_The exercise:_
Please put every line of the entries below into a numbered list, leaving out the blank lines.

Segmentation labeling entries
──────────
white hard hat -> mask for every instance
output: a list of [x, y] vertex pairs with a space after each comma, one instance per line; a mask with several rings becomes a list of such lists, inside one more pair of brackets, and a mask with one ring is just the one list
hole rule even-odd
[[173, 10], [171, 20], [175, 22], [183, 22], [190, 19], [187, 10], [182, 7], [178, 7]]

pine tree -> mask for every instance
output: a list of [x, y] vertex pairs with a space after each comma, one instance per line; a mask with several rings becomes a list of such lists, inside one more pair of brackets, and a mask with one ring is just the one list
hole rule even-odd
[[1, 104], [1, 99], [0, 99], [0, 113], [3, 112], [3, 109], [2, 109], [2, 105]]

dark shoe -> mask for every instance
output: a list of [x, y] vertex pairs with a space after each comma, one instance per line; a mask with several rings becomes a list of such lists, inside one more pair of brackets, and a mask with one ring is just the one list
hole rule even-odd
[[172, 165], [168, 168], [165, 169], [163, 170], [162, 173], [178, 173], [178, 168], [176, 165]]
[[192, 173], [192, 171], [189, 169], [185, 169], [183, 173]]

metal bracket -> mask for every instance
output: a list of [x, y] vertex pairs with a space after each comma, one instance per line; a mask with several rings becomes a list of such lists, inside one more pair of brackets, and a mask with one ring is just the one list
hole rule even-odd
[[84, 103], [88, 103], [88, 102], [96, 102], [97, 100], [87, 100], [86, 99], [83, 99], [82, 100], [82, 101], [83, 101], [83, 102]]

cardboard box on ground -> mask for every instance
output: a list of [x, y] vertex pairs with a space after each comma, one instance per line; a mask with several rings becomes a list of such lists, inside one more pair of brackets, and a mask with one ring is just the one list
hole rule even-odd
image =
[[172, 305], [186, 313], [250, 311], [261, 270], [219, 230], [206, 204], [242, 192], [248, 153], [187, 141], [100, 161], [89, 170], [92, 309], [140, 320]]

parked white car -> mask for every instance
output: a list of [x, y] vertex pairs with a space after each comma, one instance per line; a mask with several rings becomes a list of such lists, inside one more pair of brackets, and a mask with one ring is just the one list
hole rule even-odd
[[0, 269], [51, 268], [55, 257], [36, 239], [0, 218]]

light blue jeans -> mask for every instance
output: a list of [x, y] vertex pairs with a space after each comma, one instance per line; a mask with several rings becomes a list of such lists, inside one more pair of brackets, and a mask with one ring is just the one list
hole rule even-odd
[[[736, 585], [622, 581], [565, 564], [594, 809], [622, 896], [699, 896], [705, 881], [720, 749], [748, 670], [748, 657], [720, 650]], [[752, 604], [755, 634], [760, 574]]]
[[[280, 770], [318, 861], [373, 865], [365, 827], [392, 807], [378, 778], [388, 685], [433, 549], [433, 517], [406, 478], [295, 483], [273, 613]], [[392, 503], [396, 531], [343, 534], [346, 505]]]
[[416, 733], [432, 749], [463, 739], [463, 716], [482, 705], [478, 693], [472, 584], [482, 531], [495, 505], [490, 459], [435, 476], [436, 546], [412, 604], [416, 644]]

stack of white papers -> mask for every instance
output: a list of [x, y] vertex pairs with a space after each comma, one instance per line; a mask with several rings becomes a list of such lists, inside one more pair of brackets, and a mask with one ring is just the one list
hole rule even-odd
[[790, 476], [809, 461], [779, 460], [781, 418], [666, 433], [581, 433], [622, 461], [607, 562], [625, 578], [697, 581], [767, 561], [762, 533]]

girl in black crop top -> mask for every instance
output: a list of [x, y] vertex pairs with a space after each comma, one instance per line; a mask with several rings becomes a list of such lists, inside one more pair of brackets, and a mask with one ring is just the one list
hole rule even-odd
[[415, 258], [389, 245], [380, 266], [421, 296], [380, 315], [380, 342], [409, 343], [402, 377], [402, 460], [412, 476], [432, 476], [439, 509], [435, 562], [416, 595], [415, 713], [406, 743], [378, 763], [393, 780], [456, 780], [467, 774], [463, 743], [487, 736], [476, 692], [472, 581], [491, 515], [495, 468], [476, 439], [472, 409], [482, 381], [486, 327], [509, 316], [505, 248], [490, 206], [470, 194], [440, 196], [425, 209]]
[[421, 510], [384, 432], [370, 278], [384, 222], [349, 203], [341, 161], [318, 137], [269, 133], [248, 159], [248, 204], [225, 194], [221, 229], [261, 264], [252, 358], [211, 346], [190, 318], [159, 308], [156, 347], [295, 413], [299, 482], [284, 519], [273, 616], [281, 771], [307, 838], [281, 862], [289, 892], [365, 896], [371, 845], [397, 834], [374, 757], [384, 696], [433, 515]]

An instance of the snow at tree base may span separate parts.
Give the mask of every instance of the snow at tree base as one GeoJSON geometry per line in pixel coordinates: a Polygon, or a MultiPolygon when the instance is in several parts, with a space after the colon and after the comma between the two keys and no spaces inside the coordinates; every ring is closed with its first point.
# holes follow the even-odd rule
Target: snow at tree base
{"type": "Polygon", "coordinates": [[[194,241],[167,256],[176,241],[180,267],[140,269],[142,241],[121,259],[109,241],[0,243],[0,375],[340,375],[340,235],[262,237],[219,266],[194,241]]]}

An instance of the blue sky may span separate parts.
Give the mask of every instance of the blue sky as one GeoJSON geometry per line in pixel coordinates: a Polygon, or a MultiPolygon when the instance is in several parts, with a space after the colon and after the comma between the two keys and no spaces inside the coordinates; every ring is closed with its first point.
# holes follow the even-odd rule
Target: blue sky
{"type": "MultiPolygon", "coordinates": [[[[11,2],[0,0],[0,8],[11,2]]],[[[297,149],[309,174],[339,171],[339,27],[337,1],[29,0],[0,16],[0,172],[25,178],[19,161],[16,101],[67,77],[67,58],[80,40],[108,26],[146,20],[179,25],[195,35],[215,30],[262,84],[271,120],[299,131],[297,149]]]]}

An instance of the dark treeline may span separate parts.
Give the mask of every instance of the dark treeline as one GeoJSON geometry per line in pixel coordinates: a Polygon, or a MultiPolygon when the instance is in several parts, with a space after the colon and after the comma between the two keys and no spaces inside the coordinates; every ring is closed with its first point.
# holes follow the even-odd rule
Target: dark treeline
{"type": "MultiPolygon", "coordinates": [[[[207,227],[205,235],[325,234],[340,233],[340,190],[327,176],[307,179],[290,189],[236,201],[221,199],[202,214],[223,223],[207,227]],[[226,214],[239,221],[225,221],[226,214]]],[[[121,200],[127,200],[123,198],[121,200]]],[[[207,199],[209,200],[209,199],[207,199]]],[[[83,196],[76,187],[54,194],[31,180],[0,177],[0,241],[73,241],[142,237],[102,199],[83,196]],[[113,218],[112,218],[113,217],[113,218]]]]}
──────────
_The response:_
1. white hard hat -> mask for every instance
2. output: a list of [x, y] vertex pairs with a space after each comma, one instance per line; a mask with several rings becomes a list of such lists, inside one more pair of brackets, and a mask with one ring is just the one list
3. hole rule even-odd
4. [[173, 10], [171, 20], [175, 22], [183, 22], [190, 19], [187, 10], [182, 7], [178, 7]]
5. pine tree -> mask for every instance
6. output: a list of [x, y] vertex pairs with a space after each comma, one instance per line; a mask with several rings becomes a list of such lists, inside one more pair of brackets, and a mask with one ring is just the one list
7. hole rule even-odd
8. [[1, 104], [1, 99], [0, 99], [0, 113], [3, 112], [3, 109], [2, 109], [2, 105]]
9. dark shoe -> mask for every instance
10. output: a list of [x, y] vertex pairs with a space after each comma, one instance per line; a mask with several rings becomes a list of such lists, inside one more pair of brackets, and a mask with one ring is just the one list
11. hole rule even-odd
12. [[172, 165], [168, 168], [165, 169], [163, 170], [162, 173], [178, 173], [178, 168], [176, 165]]
13. [[192, 173], [192, 171], [189, 169], [185, 169], [183, 173]]
14. metal bracket -> mask for every instance
15. output: a list of [x, y] vertex pairs with a space after each comma, one instance per line; a mask with several rings becomes a list of such lists, inside one more pair of brackets, and a mask with one ring is just the one list
16. hole rule even-odd
17. [[84, 103], [88, 103], [88, 102], [96, 102], [97, 100], [87, 100], [86, 99], [83, 99], [82, 100], [82, 101], [83, 101], [83, 102]]
18. cardboard box on ground -> mask for every instance
19. output: a list of [x, y] vertex pairs with a space after each comma, one instance per line; a mask with several rings becomes a list of such lists, inside one more pair of brackets, and a mask with one ring is just the one list
20. hole rule even-odd
21. image =
22. [[172, 305], [186, 313], [250, 311], [261, 270], [219, 230], [206, 204], [242, 192], [248, 153], [187, 141], [100, 161], [89, 170], [92, 309], [140, 320]]
23. parked white car -> mask for every instance
24. output: a list of [x, y] vertex pairs with a space after each comma, one instance per line; a mask with several rings becomes a list of such lists, inside one more pair of brackets, and a mask with one ring is just the one list
25. hole rule even-odd
26. [[0, 269], [51, 268], [55, 257], [36, 239], [0, 218]]
27. light blue jeans -> mask for every instance
28. output: a list of [x, y] vertex pairs with a space after each comma, one instance per line; a mask with several rings becomes a list of such lists, inside one more pair of brackets, and a mask with one ring is just the one list
29. hole rule even-odd
30. [[[736, 585], [622, 581], [565, 564], [594, 809], [622, 896], [699, 896], [705, 881], [720, 749], [748, 670], [748, 657], [720, 650]], [[752, 604], [755, 634], [760, 574]]]
31. [[[280, 770], [318, 861], [373, 865], [365, 827], [392, 807], [378, 778], [388, 685], [433, 549], [433, 517], [406, 478], [295, 483], [273, 613]], [[392, 503], [396, 531], [343, 534], [346, 505]]]
32. [[416, 733], [432, 749], [463, 739], [463, 716], [482, 705], [478, 693], [472, 584], [482, 531], [495, 505], [490, 459], [435, 476], [436, 546], [412, 604], [416, 644]]
33. stack of white papers -> mask for every instance
34. output: a list of [x, y] vertex pairs with a space after each comma, one instance per line; a mask with several rings becomes a list of such lists, inside one more pair of brackets, and a mask with one ring is just the one list
35. hole rule even-odd
36. [[790, 476], [809, 461], [779, 460], [781, 418], [666, 433], [581, 433], [622, 461], [607, 562], [625, 578], [697, 581], [767, 561], [762, 533]]
37. girl in black crop top -> mask for every instance
38. output: a list of [x, y] vertex pairs with a space after each comma, one instance per line; a mask with several rings becomes a list of such lists, inside one more pair of brackets, and a mask with one ring is just the one list
39. hole rule even-odd
40. [[415, 258], [389, 245], [380, 266], [421, 296], [380, 315], [380, 342], [409, 343], [402, 377], [402, 460], [412, 476], [432, 476], [439, 509], [435, 562], [416, 595], [415, 713], [406, 743], [378, 763], [393, 780], [456, 780], [467, 774], [463, 743], [487, 736], [476, 692], [472, 581], [491, 515], [495, 468], [476, 439], [472, 409], [482, 381], [486, 327], [509, 316], [505, 248], [490, 206], [470, 194], [440, 196], [425, 209]]
41. [[421, 510], [384, 432], [370, 278], [384, 222], [349, 203], [341, 161], [318, 137], [269, 133], [248, 159], [248, 204], [225, 194], [221, 229], [261, 264], [252, 358], [211, 346], [190, 318], [159, 308], [156, 347], [295, 413], [299, 482], [284, 519], [273, 616], [281, 771], [307, 838], [281, 862], [289, 892], [365, 896], [371, 845], [397, 834], [374, 757], [384, 696], [433, 515]]
42. An instance of the snow at tree base may span separate parts.
43. Give the mask of every instance of the snow at tree base as one GeoJSON geometry per line in pixel coordinates: a Polygon, or a MultiPolygon when the instance is in several parts, with a space after the colon and after the comma between the two keys and no spaces inside the coordinates; every ring is closed with its first point.
44. # holes follow the even-odd rule
45. Target: snow at tree base
46. {"type": "Polygon", "coordinates": [[[194,241],[167,256],[176,241],[180,267],[140,269],[142,241],[121,259],[109,241],[0,243],[0,375],[340,375],[340,235],[262,237],[219,266],[194,241]]]}
47. An instance of the blue sky may span separate parts.
48. Give the mask of every instance of the blue sky as one GeoJSON geometry per line in pixel coordinates: a Polygon, or a MultiPolygon when the instance is in several parts, with a space after the colon and after the comma between the two keys and no spaces inside the coordinates; every ring is closed with its first point.
49. # holes follow the even-odd rule
50. Target: blue sky
51. {"type": "MultiPolygon", "coordinates": [[[[11,2],[0,0],[0,8],[11,2]]],[[[297,149],[309,174],[339,171],[339,27],[337,1],[29,0],[0,16],[0,172],[25,178],[19,161],[16,101],[67,77],[67,58],[80,40],[108,26],[146,20],[179,25],[195,35],[215,30],[262,84],[271,120],[299,131],[297,149]]]]}
52. An instance of the dark treeline may span separate parts.
53. Give the mask of every instance of the dark treeline as one GeoJSON geometry per line in pixel coordinates: a Polygon, or a MultiPolygon when the instance is in several parts, with a space after the colon and after the comma between the two keys and no spaces inside the coordinates; every ring is closed with its first point.
54. # holes follow the even-odd rule
55. Target: dark treeline
56. {"type": "MultiPolygon", "coordinates": [[[[207,227],[205,235],[325,234],[340,233],[340,190],[327,176],[307,179],[290,189],[236,201],[221,199],[202,214],[223,223],[207,227]],[[226,214],[239,221],[225,221],[226,214]]],[[[121,200],[127,200],[123,198],[121,200]]],[[[207,199],[209,200],[209,199],[207,199]]],[[[83,196],[76,187],[54,194],[31,180],[0,177],[0,241],[73,241],[142,237],[102,199],[83,196]],[[113,218],[112,218],[113,217],[113,218]]]]}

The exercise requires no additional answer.